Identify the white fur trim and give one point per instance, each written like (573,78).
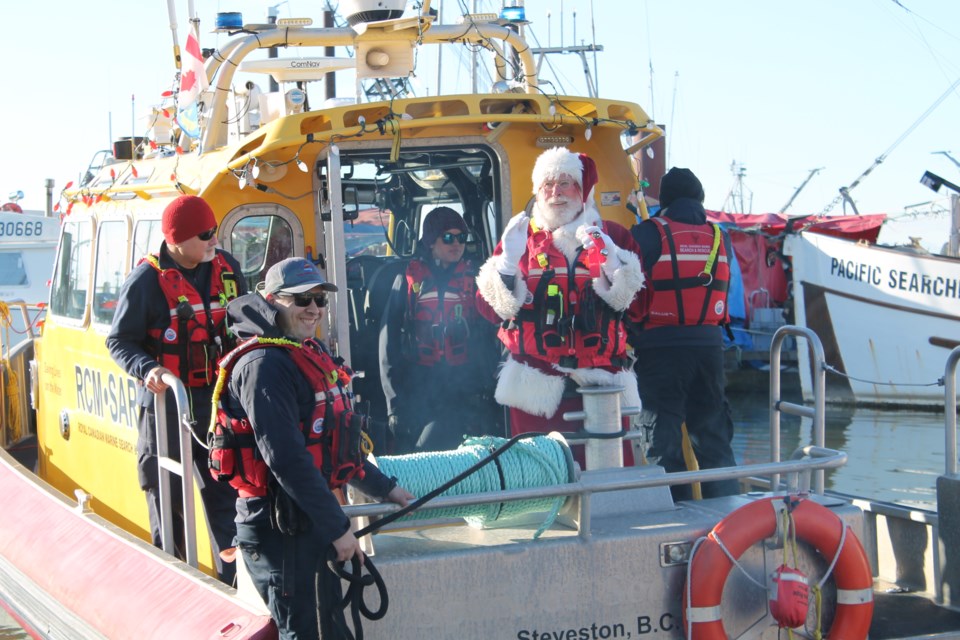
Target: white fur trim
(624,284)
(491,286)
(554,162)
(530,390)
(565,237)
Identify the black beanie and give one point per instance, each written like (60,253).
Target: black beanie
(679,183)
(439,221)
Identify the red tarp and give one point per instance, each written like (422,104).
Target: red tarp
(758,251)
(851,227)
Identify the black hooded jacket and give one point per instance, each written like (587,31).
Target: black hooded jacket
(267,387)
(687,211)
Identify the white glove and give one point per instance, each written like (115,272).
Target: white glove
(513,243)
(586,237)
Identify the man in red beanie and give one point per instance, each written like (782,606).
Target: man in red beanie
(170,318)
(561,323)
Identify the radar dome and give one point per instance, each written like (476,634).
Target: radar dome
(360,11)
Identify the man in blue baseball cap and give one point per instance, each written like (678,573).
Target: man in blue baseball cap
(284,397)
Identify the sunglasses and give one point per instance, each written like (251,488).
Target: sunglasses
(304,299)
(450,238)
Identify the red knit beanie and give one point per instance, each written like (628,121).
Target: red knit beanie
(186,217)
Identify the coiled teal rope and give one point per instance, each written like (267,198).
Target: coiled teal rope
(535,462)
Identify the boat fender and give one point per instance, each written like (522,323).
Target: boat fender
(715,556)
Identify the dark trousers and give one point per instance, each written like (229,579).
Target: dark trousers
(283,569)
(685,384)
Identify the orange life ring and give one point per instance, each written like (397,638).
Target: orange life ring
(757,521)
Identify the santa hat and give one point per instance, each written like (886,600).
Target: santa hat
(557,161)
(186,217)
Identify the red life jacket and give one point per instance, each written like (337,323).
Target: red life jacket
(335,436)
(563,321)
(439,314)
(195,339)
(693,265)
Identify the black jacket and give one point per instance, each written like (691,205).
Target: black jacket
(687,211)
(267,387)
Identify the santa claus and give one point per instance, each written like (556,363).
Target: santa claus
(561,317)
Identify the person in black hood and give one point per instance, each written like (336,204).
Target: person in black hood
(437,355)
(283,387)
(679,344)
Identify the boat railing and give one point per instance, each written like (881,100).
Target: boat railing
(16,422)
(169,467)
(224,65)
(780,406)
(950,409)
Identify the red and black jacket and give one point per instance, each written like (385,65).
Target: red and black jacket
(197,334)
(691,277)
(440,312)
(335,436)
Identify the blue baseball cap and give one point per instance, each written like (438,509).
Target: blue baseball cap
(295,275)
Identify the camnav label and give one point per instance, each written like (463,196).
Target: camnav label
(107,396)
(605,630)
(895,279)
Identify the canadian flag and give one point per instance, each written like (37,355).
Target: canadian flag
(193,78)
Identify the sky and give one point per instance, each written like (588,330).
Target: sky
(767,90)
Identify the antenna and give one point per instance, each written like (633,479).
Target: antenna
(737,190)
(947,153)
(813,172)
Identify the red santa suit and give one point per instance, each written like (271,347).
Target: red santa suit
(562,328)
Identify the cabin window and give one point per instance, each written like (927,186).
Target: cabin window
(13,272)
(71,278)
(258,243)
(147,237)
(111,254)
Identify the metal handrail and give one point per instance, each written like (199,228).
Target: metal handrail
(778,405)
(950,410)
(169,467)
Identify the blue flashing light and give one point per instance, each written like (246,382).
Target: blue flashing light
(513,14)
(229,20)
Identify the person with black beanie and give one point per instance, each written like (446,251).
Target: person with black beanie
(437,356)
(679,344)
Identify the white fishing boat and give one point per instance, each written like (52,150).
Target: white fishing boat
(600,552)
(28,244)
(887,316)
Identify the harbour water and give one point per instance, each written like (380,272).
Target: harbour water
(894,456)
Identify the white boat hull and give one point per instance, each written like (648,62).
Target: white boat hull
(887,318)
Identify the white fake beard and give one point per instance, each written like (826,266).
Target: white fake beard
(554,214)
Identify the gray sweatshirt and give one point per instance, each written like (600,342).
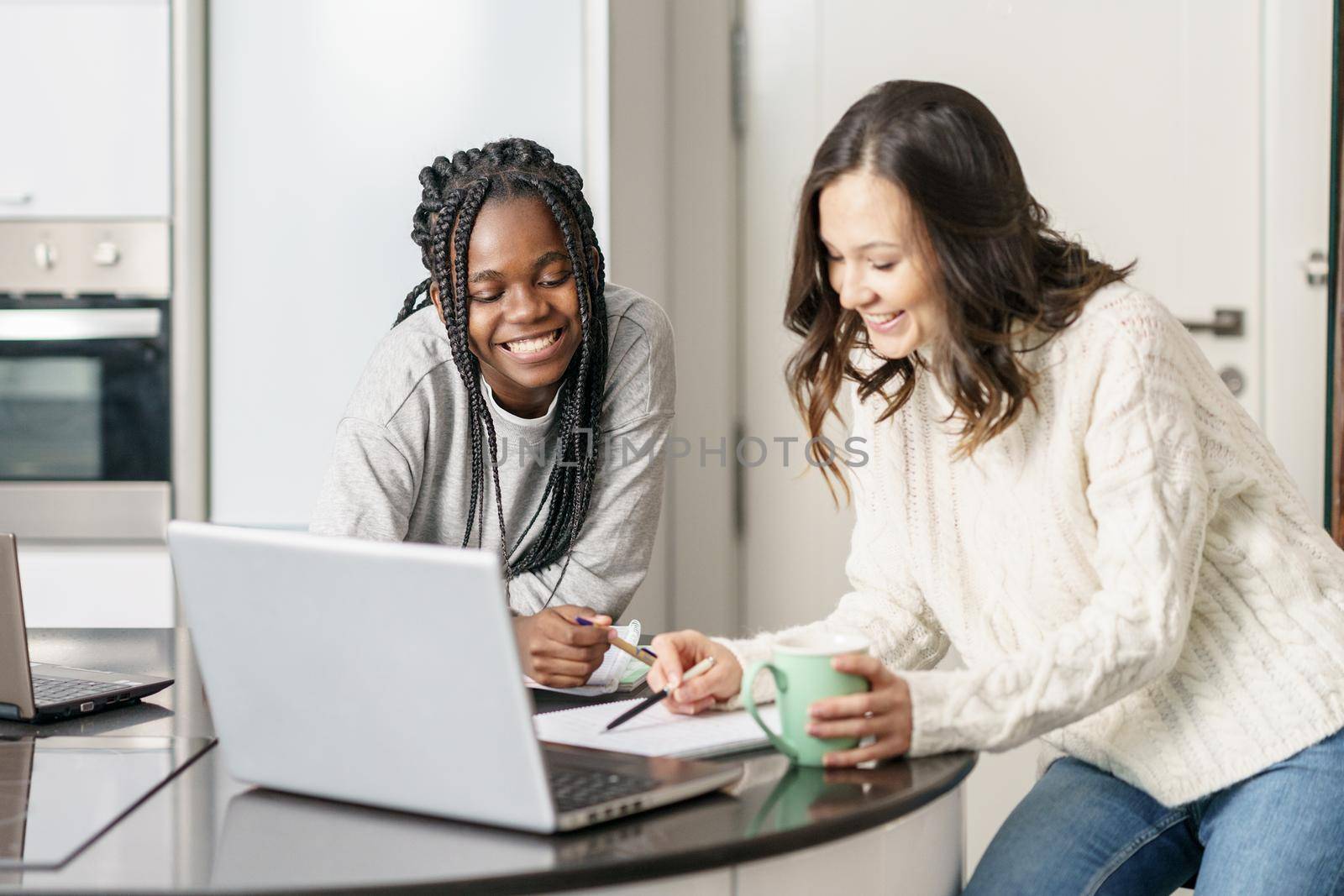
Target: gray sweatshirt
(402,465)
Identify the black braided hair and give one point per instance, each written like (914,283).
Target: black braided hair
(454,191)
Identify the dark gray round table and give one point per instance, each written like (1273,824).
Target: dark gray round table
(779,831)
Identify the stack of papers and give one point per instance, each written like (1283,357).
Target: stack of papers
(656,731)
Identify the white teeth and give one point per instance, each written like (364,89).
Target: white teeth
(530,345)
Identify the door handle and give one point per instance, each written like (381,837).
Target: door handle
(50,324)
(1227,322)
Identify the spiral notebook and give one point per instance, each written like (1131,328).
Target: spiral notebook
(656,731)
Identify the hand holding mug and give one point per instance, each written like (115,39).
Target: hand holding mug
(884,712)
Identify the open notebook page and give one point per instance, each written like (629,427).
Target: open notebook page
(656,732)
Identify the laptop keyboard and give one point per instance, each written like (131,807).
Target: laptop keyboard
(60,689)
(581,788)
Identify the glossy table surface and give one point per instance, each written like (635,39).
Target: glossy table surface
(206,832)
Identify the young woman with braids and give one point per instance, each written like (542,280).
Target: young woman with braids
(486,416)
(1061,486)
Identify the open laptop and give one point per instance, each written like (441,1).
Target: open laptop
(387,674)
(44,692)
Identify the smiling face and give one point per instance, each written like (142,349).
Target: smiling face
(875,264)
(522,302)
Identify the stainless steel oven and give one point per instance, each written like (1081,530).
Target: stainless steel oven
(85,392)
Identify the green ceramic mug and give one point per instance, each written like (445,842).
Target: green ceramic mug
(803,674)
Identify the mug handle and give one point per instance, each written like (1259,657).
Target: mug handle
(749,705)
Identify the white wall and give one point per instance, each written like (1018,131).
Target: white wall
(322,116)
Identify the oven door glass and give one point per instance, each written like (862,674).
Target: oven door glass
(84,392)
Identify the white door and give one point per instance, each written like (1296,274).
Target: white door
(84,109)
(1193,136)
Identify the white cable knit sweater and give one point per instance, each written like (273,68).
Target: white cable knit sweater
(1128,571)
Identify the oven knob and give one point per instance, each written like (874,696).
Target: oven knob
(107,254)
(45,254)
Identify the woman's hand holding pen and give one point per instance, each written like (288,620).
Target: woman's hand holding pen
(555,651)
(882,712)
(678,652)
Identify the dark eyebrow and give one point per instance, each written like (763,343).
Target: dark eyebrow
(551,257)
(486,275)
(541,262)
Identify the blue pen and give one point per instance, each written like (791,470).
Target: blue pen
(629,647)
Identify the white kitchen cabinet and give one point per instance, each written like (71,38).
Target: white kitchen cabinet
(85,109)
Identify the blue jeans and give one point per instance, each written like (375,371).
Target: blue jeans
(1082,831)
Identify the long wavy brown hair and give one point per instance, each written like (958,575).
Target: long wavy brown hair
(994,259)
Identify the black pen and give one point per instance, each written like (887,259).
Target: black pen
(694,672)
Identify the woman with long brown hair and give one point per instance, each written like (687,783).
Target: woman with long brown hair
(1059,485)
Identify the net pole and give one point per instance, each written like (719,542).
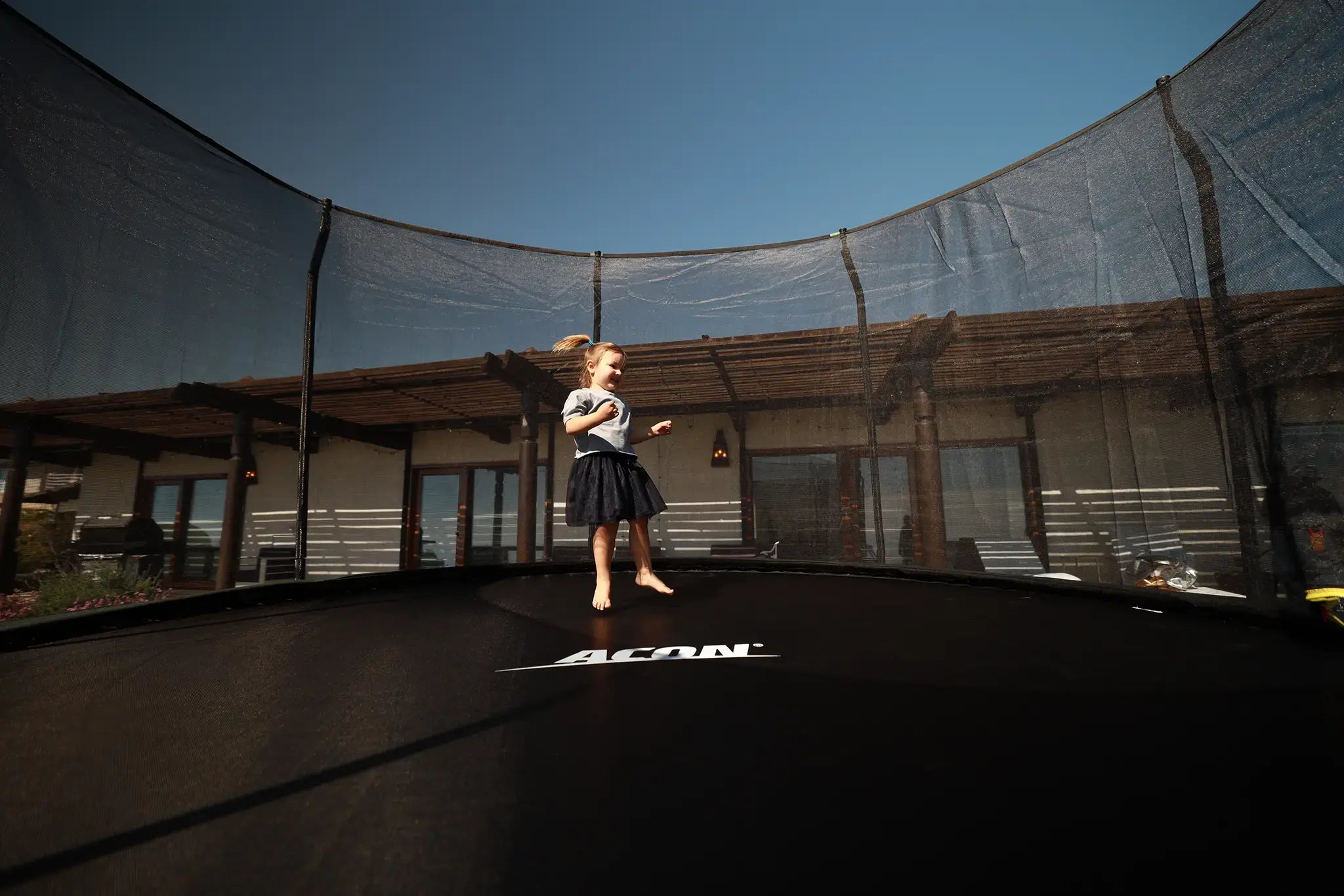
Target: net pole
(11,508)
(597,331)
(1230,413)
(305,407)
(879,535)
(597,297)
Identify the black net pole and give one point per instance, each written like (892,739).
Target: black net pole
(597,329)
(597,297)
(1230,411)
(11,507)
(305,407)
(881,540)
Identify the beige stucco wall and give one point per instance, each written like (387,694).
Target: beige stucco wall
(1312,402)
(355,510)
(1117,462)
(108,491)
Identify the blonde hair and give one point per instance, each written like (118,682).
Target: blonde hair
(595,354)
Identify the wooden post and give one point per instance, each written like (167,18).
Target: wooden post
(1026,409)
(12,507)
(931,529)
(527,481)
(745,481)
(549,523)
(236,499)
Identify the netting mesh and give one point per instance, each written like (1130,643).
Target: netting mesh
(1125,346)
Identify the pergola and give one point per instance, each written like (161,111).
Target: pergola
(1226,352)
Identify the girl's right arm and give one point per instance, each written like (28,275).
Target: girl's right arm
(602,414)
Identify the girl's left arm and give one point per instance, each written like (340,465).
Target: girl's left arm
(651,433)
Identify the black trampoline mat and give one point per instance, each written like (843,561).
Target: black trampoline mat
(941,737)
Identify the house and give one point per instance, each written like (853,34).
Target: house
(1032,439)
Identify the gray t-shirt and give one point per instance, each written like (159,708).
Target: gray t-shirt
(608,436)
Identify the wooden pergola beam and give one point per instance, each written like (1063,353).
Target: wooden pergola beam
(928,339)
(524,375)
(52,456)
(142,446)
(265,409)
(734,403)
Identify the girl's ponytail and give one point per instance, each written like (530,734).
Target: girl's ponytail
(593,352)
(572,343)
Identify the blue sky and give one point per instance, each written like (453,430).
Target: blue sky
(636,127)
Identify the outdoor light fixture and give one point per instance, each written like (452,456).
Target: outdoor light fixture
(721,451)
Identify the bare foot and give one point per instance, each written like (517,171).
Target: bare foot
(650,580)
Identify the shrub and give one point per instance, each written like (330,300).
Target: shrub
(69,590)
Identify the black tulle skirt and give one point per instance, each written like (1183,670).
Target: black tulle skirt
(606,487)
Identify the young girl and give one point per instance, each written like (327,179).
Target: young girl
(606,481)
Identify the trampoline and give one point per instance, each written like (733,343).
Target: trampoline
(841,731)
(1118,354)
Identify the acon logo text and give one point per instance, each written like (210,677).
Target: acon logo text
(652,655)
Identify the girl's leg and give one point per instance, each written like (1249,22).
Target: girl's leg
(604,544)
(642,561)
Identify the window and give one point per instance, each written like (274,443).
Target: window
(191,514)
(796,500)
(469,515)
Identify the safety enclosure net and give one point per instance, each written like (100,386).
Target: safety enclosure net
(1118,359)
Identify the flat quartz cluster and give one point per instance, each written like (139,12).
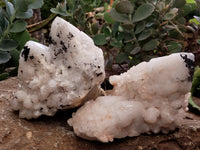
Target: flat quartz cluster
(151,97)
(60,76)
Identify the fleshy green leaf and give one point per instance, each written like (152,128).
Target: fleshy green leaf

☆ ☆ ☆ ☆

* WHAT YOU WILL DO:
Reproduce the rows word for word, starting at the line that contains "Identify the flat" and ending with the final line of the rows. Leave the pictures out.

* RESPONSE TO THIS TASK:
Identify the flat quartz cluster and give one point per instance, each written like (139,12).
Target: flat quartz cluster
(151,97)
(60,76)
Identify the fleshy green leaf and give one point per instance, each written like (152,128).
Target: fleshy green leaf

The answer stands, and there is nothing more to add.